===== PROVIDED RECORDS
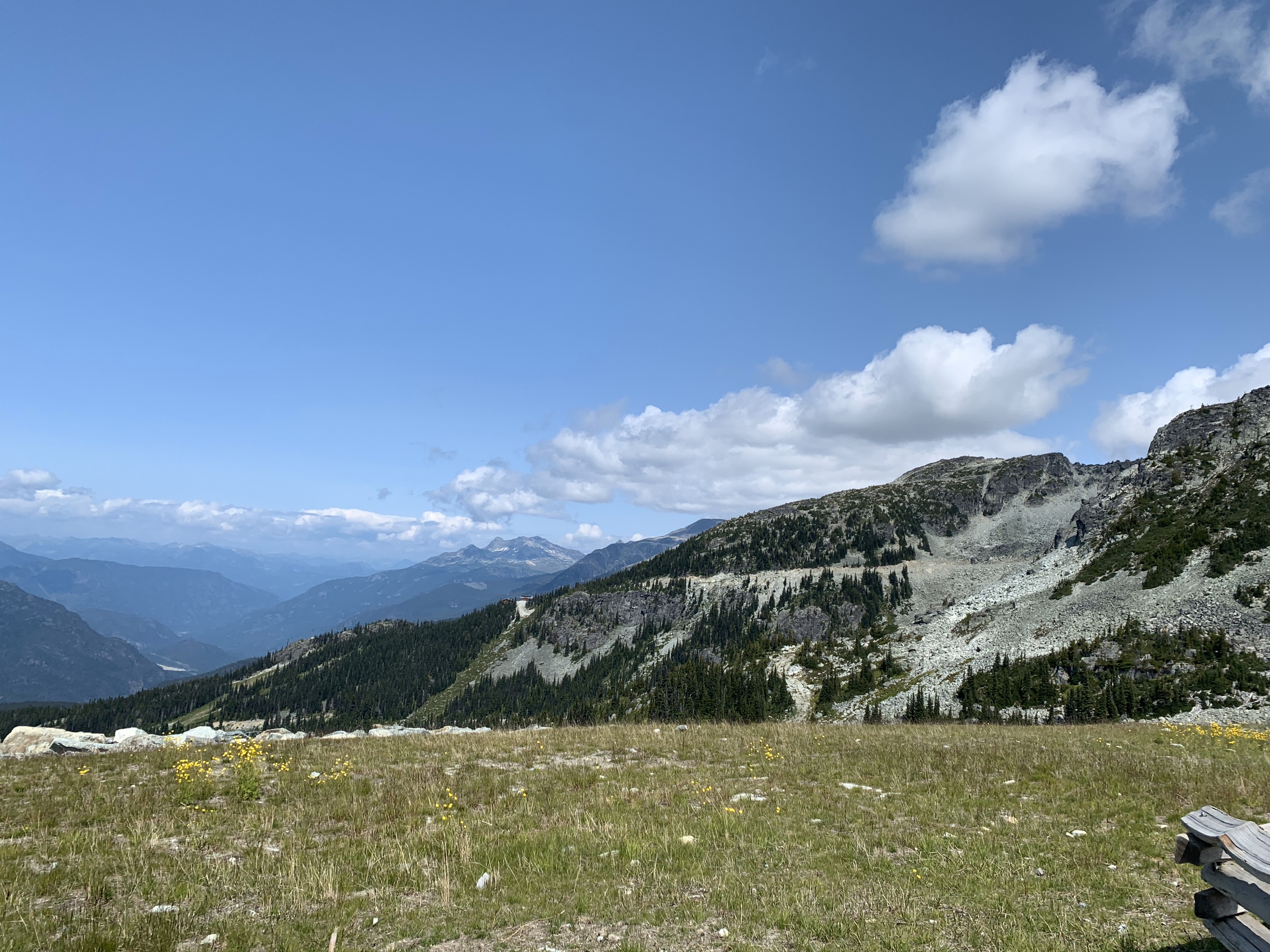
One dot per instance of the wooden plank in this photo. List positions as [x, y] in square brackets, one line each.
[1209, 824]
[1214, 904]
[1250, 847]
[1240, 933]
[1240, 885]
[1197, 852]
==========
WRITTEN PROBLEM — Reproduce every line of the records above with "wooden plank" changed to "timber board", keeping everything else the same. Omit the pictures.

REPLY TO THE TASK —
One dot per instance of the timber board in this photo. List positions as [x, y] in square brackets, one line each.
[1209, 824]
[1214, 904]
[1250, 847]
[1240, 933]
[1240, 885]
[1197, 852]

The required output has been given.